TASK DESCRIPTION:
Set down each of the lines below word for word, leaving out the pictures.

• • •

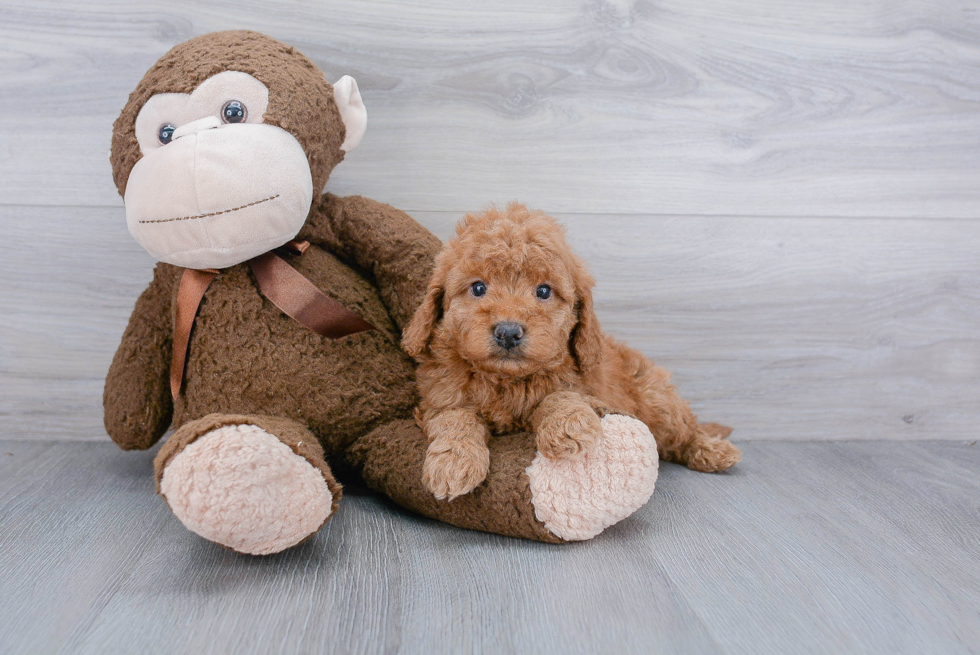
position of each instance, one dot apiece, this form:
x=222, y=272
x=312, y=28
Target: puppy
x=507, y=340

• • •

COMPLETED EXERCISE:
position of each instance, one dot apiece, this form:
x=222, y=272
x=312, y=28
Target: puppy
x=507, y=340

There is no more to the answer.